═════ AVAILABLE RECORDS

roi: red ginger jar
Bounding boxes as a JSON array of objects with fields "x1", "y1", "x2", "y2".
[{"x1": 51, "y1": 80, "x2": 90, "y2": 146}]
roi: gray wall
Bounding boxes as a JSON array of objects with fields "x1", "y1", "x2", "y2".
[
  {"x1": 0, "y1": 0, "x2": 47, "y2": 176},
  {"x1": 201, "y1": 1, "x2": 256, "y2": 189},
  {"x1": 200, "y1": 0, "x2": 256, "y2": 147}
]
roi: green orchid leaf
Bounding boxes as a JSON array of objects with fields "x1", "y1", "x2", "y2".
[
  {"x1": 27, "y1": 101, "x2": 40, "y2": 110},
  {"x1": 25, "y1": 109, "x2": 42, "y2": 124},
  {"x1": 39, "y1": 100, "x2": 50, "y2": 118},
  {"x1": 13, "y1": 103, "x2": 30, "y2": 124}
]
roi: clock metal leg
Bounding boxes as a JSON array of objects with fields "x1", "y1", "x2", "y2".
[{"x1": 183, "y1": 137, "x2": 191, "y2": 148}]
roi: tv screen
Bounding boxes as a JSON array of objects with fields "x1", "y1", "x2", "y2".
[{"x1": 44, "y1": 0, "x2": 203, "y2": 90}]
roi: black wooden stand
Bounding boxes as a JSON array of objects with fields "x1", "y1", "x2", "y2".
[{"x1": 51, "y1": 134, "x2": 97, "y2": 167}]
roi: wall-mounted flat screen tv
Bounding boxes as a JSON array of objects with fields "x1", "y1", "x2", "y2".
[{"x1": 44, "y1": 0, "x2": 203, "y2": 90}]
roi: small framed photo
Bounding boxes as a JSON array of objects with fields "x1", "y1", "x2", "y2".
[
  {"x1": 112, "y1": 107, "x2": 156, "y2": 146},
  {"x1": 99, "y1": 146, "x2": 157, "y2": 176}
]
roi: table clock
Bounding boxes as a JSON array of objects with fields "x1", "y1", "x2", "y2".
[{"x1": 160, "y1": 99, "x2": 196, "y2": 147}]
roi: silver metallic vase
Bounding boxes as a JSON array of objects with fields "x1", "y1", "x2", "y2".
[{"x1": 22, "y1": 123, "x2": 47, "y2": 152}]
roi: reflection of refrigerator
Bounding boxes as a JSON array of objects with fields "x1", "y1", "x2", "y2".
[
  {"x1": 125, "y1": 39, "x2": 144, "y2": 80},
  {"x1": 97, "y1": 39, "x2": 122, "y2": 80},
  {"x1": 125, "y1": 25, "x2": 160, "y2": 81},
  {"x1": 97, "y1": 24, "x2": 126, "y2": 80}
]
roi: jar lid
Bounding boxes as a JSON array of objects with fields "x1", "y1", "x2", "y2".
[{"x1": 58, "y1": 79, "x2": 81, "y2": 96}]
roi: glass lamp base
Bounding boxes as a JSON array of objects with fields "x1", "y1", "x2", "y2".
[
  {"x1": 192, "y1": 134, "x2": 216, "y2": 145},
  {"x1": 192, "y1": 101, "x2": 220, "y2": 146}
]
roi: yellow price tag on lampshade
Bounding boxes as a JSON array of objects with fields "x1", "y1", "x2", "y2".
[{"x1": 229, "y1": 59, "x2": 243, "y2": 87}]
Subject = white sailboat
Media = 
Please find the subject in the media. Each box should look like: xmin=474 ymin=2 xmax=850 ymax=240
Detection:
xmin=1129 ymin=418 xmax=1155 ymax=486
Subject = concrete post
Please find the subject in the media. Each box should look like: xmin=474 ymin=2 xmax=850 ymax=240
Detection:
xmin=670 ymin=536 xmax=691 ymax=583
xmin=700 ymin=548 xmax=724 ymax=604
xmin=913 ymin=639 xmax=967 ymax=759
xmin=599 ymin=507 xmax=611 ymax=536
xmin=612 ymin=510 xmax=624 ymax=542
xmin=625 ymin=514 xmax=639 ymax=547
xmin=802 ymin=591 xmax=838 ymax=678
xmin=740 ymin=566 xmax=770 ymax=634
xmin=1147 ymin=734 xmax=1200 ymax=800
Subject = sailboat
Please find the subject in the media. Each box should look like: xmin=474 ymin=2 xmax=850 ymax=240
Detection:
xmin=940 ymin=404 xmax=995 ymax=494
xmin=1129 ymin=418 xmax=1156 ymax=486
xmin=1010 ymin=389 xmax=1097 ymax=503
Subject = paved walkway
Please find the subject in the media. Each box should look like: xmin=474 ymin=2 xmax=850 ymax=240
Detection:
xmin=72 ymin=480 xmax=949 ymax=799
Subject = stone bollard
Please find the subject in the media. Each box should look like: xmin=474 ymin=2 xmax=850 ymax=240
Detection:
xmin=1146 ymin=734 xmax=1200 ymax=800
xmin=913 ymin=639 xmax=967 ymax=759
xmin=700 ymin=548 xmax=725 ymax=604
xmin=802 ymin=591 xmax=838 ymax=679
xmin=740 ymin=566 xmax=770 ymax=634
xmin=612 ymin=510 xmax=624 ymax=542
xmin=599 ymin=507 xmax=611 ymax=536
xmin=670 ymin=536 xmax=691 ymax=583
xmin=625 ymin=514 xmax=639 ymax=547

══════════

The full listing must be retyped precisely, with no line left out.

roi: red ginger jar
Bounding boxes as a JSON array of objects with fields "x1", "y1", "x2", "y2".
[{"x1": 51, "y1": 80, "x2": 90, "y2": 146}]
roi: gray wall
Bounding boxes as a JSON array of objects with fields "x1", "y1", "x2", "y2".
[
  {"x1": 0, "y1": 0, "x2": 47, "y2": 176},
  {"x1": 201, "y1": 1, "x2": 256, "y2": 189},
  {"x1": 200, "y1": 0, "x2": 256, "y2": 147}
]
roi: green orchid leaf
Bounding boxes as a JSON array of objects with fields "x1", "y1", "x2", "y2".
[
  {"x1": 27, "y1": 101, "x2": 40, "y2": 110},
  {"x1": 25, "y1": 109, "x2": 42, "y2": 124},
  {"x1": 39, "y1": 100, "x2": 50, "y2": 118},
  {"x1": 13, "y1": 103, "x2": 30, "y2": 124}
]
roi: clock metal leg
Bounding boxes as a JSON array of objects with fields "x1", "y1", "x2", "y2".
[{"x1": 183, "y1": 137, "x2": 191, "y2": 148}]
roi: tv screen
Bounding boxes as a JSON array of objects with fields "x1", "y1", "x2", "y2".
[{"x1": 44, "y1": 0, "x2": 203, "y2": 90}]
roi: black wooden stand
Bounding boxes as a JSON array of objects with fields "x1", "y1", "x2", "y2".
[{"x1": 51, "y1": 134, "x2": 97, "y2": 167}]
roi: wall-mounted flat screen tv
Bounding boxes as a JSON array of objects with fields "x1", "y1", "x2", "y2".
[{"x1": 44, "y1": 0, "x2": 203, "y2": 90}]
roi: small framed photo
Bounding boxes as a JSON array of objects with fields "x1", "y1", "x2", "y2".
[
  {"x1": 112, "y1": 107, "x2": 156, "y2": 146},
  {"x1": 99, "y1": 146, "x2": 157, "y2": 176}
]
roi: table clock
Bounding boxes as a JSON array of objects with fields "x1", "y1", "x2", "y2".
[{"x1": 160, "y1": 99, "x2": 196, "y2": 147}]
roi: silver metallic vase
Bounding boxes as a JSON array of objects with fields "x1", "y1", "x2", "y2".
[{"x1": 22, "y1": 123, "x2": 47, "y2": 152}]
roi: reflection of refrigerator
Bounding boxes as a JSON array of objects with fields "x1", "y1", "x2", "y2".
[
  {"x1": 125, "y1": 39, "x2": 144, "y2": 80},
  {"x1": 97, "y1": 39, "x2": 122, "y2": 80},
  {"x1": 125, "y1": 25, "x2": 160, "y2": 81},
  {"x1": 97, "y1": 24, "x2": 126, "y2": 80}
]
roi: jar lid
Bounding boxes as a JSON array of objects with fields "x1", "y1", "x2", "y2".
[{"x1": 58, "y1": 79, "x2": 81, "y2": 96}]
roi: glass lamp base
Bounding boxes as a JSON array of objects with fields "x1", "y1", "x2", "y2".
[
  {"x1": 192, "y1": 134, "x2": 216, "y2": 145},
  {"x1": 192, "y1": 101, "x2": 220, "y2": 146}
]
roi: yellow price tag on lampshade
Bounding boxes as a JSON array of objects with fields "x1", "y1", "x2", "y2".
[{"x1": 229, "y1": 59, "x2": 243, "y2": 87}]
Subject = white sailboat
Media = 
Please find the subject in the media. Each box should look like: xmin=474 ymin=2 xmax=850 ymax=240
Detection:
xmin=1129 ymin=418 xmax=1155 ymax=486
Subject = concrete post
Please find the subject in the media. Each box should look like: xmin=474 ymin=2 xmax=850 ymax=240
Detection:
xmin=670 ymin=536 xmax=691 ymax=583
xmin=700 ymin=548 xmax=724 ymax=604
xmin=913 ymin=639 xmax=967 ymax=759
xmin=599 ymin=507 xmax=611 ymax=536
xmin=612 ymin=510 xmax=624 ymax=542
xmin=625 ymin=514 xmax=639 ymax=547
xmin=802 ymin=591 xmax=838 ymax=678
xmin=740 ymin=566 xmax=770 ymax=634
xmin=1147 ymin=734 xmax=1200 ymax=800
Subject = sailboat
Please find the subject in the media. Each box should look like: xmin=474 ymin=2 xmax=850 ymax=240
Detection:
xmin=940 ymin=404 xmax=995 ymax=494
xmin=1129 ymin=418 xmax=1156 ymax=486
xmin=1010 ymin=389 xmax=1097 ymax=503
Subject = paved walkway
Please find the subject in the media. Each box should look like: xmin=474 ymin=2 xmax=850 ymax=240
Detection:
xmin=72 ymin=480 xmax=949 ymax=799
Subject = stone bollard
Please find the subject in the media. Each box should look like: xmin=474 ymin=2 xmax=850 ymax=240
Detection:
xmin=1146 ymin=734 xmax=1200 ymax=800
xmin=913 ymin=639 xmax=967 ymax=759
xmin=700 ymin=548 xmax=725 ymax=604
xmin=802 ymin=591 xmax=838 ymax=679
xmin=740 ymin=566 xmax=770 ymax=634
xmin=612 ymin=510 xmax=624 ymax=542
xmin=599 ymin=507 xmax=611 ymax=536
xmin=670 ymin=536 xmax=691 ymax=583
xmin=625 ymin=514 xmax=639 ymax=547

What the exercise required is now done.